>>>>

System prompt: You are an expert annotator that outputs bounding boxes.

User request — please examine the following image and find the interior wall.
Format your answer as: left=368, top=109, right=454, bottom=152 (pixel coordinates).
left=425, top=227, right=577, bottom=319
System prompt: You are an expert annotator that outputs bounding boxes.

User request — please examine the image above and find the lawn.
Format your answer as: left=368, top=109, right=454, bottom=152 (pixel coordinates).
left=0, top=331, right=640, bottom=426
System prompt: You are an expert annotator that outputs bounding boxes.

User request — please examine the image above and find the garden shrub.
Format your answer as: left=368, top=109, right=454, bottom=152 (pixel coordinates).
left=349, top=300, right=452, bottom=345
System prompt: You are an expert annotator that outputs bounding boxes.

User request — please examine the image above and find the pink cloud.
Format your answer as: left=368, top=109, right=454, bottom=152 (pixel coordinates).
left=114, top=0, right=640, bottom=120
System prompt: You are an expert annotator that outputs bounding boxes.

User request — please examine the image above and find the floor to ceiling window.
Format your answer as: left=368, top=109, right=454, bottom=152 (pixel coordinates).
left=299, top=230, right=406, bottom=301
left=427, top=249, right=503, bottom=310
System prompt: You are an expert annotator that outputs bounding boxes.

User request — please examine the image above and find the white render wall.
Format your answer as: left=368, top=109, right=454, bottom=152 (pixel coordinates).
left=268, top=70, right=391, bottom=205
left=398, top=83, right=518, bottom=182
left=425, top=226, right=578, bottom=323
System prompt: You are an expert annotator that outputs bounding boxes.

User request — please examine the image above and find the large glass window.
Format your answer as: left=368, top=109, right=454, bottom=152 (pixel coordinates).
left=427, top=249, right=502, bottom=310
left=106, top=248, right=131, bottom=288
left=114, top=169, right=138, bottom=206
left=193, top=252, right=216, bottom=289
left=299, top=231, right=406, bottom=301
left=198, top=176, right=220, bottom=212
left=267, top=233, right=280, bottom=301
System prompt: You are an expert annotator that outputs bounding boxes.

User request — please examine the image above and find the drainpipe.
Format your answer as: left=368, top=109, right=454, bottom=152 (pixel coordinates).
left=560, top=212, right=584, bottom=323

<<<<

Output the data above as a two-column CSV with the header input,output, starting at the beginning and ending at the line containing "left=114, top=0, right=640, bottom=120". Each row should pair one text with the answer that follows it, with each value in a quoted field and line breaks turned into spaces.

(Finished task)
input,output
"System prompt: You are an expert annotator that outputs bounding boxes. User request — please examine the following image and find the interior wall. Format your answer as: left=368, top=109, right=454, bottom=152 (pixel coordinates).","left=425, top=227, right=577, bottom=319"
"System prompt: You are an expert annotator that outputs bounding boxes. User request — please examine the image above and find the lawn. Format your answer as: left=368, top=109, right=454, bottom=152 (pixel coordinates).","left=0, top=331, right=640, bottom=426"
"System prompt: You are an expert annotator that outputs bounding boxes. User request — please examine the image above and find the garden shrub. Format your answer as: left=368, top=109, right=454, bottom=152 (pixel coordinates).","left=349, top=300, right=452, bottom=345"
"System prompt: You are an expert annotator that outputs bounding boxes. User request — please examine the image above and find the pink cloud. Format your answer as: left=368, top=109, right=454, bottom=152 (pixel coordinates).","left=114, top=0, right=640, bottom=120"